Rewrite the material below with "outline" in place of every "mark the region of", leaving everything else unchanged.

Annotation records

━━━━━━━━━━

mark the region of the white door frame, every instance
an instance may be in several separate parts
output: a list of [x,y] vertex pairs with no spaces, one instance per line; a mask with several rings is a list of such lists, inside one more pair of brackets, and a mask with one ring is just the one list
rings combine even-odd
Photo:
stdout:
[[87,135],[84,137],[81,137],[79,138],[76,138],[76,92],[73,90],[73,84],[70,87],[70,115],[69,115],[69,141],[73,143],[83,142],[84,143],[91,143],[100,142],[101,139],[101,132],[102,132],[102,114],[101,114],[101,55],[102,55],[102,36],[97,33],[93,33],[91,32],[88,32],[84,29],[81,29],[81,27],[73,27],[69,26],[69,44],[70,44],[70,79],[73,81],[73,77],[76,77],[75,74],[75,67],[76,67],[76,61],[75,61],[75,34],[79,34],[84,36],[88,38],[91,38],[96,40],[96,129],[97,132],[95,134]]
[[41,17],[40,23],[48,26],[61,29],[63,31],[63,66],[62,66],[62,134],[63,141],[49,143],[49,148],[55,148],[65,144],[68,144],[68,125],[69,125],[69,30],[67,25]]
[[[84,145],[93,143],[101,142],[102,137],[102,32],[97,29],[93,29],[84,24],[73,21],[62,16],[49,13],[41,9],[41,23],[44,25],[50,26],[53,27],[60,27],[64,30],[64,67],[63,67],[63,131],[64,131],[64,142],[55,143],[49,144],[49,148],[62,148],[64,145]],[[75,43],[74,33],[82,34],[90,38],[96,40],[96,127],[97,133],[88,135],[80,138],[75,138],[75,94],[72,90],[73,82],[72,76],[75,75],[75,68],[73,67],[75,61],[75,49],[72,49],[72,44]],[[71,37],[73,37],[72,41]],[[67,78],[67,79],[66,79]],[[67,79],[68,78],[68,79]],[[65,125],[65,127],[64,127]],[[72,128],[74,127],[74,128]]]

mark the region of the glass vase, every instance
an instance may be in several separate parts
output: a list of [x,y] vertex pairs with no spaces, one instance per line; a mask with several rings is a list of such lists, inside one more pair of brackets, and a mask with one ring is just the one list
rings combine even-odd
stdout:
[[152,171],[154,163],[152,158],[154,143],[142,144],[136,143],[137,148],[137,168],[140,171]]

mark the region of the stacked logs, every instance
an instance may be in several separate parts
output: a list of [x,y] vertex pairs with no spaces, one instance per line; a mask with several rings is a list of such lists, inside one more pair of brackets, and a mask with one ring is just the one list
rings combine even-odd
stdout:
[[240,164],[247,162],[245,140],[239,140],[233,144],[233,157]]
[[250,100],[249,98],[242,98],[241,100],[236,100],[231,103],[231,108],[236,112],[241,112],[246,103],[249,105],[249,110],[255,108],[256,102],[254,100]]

━━━━━━━━━━

THE COMPLETED TASK:
outline the white door frame, every instance
an instance may be in several separate parts
output: a list of [x,y] vertex pairs with no spaces, one instance per line; a mask with several rings is a list of such lists, inside one more pair of brackets, and a mask with one ring is just the one list
rings combine even-odd
Photo:
stdout:
[[87,135],[84,137],[81,137],[79,138],[76,138],[76,92],[73,90],[73,84],[70,87],[70,115],[69,115],[69,141],[73,143],[83,142],[84,143],[91,143],[100,142],[101,139],[101,132],[102,132],[102,114],[101,114],[101,55],[102,55],[102,36],[97,33],[93,33],[91,32],[88,32],[84,29],[81,29],[81,27],[73,27],[69,26],[69,44],[70,44],[70,79],[73,81],[73,77],[76,77],[75,74],[75,67],[76,67],[76,61],[75,61],[75,34],[79,34],[84,36],[88,38],[91,38],[96,40],[96,129],[97,132],[95,134]]
[[41,17],[40,23],[48,26],[61,29],[63,31],[63,66],[62,66],[62,134],[63,141],[49,143],[49,148],[55,148],[65,144],[68,144],[68,125],[69,125],[69,30],[67,25]]
[[[84,145],[93,143],[101,142],[102,137],[102,32],[97,29],[93,29],[84,24],[73,21],[62,16],[49,13],[41,9],[41,23],[44,25],[50,26],[53,27],[60,27],[64,30],[64,67],[63,67],[63,131],[64,131],[64,142],[55,143],[49,144],[49,148],[62,148],[64,145]],[[75,43],[74,33],[82,34],[90,38],[96,40],[96,127],[97,133],[88,135],[80,138],[75,138],[75,94],[72,90],[73,82],[72,76],[75,75],[75,68],[73,67],[75,61],[75,49],[72,49],[72,44]],[[71,37],[73,37],[72,41]],[[67,78],[67,79],[66,79]],[[67,79],[68,78],[68,79]],[[65,125],[65,127],[64,127]],[[72,128],[74,127],[74,128]]]

outline the glass vase, every instance
an instance may be in several separate parts
output: a list of [x,y] vertex pairs with no spaces, one instance per line; a mask with several rings is a list of such lists, inside one more pair of brackets, and a mask with one ring is just the one list
rings combine even-odd
stdout:
[[152,171],[154,163],[152,158],[154,143],[142,144],[136,143],[137,148],[137,168],[140,171]]

outline the stacked logs, every instance
an instance may be in several separate parts
output: a list of [x,y] vertex pairs with no spaces, one instance per line; a mask with several rings is a list of such lists, inside one more pair of brackets, and a mask with one ring is just the one list
rings combine even-odd
stdout:
[[240,164],[247,162],[245,140],[239,140],[233,144],[233,157]]
[[250,100],[249,98],[242,98],[241,100],[236,100],[231,103],[231,108],[236,112],[241,112],[246,103],[249,105],[249,110],[255,108],[256,102],[254,100]]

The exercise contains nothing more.